**What is expected**
Below are the entries; state how many of their lines contain the string "each", and nothing more.

Dataset entries

********

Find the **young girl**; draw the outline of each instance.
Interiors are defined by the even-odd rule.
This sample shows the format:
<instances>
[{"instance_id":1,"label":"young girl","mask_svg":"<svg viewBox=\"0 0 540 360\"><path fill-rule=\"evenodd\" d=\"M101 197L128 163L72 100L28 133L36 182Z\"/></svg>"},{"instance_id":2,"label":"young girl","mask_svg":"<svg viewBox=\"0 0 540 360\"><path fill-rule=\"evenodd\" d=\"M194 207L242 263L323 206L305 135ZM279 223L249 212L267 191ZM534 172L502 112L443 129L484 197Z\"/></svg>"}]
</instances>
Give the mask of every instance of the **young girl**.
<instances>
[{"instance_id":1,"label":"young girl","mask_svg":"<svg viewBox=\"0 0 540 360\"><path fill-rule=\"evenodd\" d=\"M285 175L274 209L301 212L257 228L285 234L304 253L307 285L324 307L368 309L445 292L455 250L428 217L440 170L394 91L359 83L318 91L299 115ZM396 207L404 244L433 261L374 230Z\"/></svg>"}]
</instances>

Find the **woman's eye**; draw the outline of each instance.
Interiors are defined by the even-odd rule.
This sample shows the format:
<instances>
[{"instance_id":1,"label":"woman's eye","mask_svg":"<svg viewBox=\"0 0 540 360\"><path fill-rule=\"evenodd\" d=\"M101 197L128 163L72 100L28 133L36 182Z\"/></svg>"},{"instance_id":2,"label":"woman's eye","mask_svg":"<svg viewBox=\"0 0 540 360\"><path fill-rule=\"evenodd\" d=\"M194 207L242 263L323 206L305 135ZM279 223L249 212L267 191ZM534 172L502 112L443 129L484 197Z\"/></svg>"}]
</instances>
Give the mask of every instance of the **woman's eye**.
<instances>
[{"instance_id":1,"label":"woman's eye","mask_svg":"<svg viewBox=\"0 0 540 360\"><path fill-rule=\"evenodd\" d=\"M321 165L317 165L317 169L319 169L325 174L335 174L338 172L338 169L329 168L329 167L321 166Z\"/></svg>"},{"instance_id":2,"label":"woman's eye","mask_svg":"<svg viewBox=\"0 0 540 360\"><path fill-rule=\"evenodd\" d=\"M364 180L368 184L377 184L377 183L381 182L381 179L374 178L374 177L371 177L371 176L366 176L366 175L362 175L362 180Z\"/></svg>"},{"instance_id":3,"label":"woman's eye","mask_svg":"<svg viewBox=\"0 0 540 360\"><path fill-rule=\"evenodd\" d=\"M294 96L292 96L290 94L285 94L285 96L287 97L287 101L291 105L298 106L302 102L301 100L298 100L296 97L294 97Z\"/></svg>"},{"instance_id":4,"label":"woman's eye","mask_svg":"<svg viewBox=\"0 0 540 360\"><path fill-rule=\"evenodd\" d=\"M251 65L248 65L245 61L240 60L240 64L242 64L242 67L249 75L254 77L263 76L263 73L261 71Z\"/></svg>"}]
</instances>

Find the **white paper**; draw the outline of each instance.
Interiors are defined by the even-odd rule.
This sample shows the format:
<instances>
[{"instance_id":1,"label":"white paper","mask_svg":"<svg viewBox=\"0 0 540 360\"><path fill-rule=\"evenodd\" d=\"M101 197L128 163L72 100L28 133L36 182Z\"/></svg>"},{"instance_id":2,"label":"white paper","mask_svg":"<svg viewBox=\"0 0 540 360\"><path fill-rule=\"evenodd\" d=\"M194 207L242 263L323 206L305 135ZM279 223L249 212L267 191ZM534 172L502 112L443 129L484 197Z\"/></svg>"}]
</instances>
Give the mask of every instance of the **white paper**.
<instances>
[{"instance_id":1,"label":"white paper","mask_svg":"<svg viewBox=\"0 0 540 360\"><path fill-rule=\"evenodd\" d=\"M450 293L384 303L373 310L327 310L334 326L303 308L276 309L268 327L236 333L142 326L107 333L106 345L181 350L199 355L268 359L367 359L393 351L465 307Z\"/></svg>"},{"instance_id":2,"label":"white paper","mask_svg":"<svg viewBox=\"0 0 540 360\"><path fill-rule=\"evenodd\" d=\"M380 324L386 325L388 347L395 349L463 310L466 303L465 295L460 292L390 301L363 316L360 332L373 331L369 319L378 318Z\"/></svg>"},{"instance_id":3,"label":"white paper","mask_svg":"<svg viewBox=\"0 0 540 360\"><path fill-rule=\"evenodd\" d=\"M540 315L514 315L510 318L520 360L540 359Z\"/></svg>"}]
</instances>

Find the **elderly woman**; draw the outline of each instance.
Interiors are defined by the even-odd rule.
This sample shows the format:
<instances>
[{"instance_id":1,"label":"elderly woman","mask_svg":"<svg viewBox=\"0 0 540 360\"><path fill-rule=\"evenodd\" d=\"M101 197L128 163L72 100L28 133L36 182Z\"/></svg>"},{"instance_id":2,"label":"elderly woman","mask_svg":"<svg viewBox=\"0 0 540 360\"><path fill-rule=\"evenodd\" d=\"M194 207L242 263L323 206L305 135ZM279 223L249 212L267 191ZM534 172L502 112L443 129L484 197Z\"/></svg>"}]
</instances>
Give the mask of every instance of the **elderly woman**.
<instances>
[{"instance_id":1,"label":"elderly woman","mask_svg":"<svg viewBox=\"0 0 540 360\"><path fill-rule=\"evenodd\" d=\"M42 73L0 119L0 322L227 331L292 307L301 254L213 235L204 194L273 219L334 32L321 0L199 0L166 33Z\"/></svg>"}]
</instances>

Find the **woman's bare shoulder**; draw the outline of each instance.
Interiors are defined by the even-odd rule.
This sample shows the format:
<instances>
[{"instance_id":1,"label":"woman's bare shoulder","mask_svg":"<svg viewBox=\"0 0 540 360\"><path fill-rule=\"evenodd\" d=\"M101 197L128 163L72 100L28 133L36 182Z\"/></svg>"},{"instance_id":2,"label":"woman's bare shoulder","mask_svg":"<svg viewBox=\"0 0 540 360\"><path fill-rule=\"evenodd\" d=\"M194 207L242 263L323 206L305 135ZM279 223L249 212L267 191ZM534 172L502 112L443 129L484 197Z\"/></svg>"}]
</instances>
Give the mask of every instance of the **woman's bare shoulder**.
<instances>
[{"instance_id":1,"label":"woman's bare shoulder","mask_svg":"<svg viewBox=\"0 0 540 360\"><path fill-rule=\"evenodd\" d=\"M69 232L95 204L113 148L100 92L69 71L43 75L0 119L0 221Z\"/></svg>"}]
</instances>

********

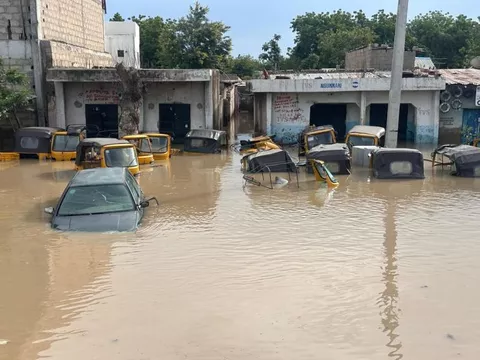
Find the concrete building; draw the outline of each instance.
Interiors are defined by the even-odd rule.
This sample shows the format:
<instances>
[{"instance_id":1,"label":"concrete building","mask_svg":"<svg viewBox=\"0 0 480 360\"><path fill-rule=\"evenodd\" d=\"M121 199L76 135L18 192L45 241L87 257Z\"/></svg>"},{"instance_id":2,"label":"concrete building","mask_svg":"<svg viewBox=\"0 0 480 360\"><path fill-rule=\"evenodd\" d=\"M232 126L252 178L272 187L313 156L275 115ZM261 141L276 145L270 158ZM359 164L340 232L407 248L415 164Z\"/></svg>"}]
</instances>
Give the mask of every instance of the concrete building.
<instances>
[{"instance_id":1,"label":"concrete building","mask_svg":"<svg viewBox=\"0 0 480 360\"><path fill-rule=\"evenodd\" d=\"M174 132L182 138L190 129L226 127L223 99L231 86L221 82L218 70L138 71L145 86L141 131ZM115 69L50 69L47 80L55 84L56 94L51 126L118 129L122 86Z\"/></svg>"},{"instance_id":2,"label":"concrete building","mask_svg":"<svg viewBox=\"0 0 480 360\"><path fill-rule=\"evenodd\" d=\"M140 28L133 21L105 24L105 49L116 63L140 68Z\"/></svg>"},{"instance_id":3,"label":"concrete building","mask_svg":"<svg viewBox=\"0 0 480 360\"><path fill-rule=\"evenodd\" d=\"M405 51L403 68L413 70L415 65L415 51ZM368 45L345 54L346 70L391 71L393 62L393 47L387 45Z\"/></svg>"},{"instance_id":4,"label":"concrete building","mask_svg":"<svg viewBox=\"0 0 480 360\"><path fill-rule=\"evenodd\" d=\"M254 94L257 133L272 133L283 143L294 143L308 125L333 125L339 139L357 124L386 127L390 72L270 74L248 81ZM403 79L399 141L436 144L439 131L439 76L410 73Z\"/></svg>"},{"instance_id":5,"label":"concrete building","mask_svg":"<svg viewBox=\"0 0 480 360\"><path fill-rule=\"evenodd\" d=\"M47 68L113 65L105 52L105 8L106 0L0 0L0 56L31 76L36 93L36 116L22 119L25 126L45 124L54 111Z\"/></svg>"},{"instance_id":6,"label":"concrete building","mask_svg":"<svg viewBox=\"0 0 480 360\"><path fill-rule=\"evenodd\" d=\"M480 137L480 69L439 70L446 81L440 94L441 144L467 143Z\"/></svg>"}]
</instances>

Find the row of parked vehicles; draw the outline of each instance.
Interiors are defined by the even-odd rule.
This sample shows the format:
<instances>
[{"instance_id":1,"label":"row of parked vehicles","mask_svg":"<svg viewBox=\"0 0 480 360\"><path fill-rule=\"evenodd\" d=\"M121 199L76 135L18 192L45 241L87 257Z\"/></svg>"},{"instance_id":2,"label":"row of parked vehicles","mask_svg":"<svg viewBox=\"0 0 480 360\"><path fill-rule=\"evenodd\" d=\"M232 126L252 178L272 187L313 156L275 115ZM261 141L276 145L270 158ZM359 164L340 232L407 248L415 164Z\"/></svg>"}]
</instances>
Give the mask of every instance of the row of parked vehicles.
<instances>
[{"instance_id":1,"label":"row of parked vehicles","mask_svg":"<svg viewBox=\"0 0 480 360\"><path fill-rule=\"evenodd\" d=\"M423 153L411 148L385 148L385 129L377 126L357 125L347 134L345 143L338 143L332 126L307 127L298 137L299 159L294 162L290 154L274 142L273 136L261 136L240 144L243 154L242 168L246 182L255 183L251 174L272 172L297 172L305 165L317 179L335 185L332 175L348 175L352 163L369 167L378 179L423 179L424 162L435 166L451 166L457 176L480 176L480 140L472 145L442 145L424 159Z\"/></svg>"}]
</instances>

********

**Written response**
7